> _WHAT THIS TASK INVOLVES_
Could you copy every line in the listing below that has the word "flooring"?
* * * * *
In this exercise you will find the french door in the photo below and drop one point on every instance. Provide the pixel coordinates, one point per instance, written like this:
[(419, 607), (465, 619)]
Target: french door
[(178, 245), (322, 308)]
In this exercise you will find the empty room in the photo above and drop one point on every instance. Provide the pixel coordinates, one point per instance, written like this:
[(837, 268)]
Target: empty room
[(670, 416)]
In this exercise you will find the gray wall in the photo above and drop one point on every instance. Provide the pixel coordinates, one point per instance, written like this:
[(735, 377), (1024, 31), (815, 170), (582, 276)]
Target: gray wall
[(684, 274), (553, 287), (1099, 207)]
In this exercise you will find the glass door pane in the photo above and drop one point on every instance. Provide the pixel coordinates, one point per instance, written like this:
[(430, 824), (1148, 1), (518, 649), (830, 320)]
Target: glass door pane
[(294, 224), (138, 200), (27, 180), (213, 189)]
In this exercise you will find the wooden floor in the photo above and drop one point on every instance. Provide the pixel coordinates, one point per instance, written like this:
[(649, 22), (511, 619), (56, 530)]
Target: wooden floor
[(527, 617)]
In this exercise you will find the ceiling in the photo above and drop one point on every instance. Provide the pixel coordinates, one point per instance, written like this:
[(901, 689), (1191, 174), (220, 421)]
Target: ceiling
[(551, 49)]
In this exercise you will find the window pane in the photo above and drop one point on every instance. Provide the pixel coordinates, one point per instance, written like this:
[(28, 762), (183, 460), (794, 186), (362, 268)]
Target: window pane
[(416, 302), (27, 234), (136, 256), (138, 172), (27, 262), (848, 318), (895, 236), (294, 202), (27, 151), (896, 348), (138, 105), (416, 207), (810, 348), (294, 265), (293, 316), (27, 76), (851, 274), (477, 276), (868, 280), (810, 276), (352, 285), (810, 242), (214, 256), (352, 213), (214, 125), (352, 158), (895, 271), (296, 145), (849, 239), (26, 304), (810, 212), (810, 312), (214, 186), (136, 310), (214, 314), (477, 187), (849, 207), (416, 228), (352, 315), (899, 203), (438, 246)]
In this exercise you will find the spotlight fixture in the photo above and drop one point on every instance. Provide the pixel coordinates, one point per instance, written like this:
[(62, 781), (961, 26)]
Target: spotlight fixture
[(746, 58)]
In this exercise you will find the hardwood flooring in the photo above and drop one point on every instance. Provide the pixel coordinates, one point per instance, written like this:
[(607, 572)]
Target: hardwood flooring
* * * * *
> _YOUR RESPONSE_
In this exercise you will find the hardwood flooring in the photo above and drop one point on every instance. Provide the pixel coordinates, one point per instance, written like this:
Target: hardwood flooring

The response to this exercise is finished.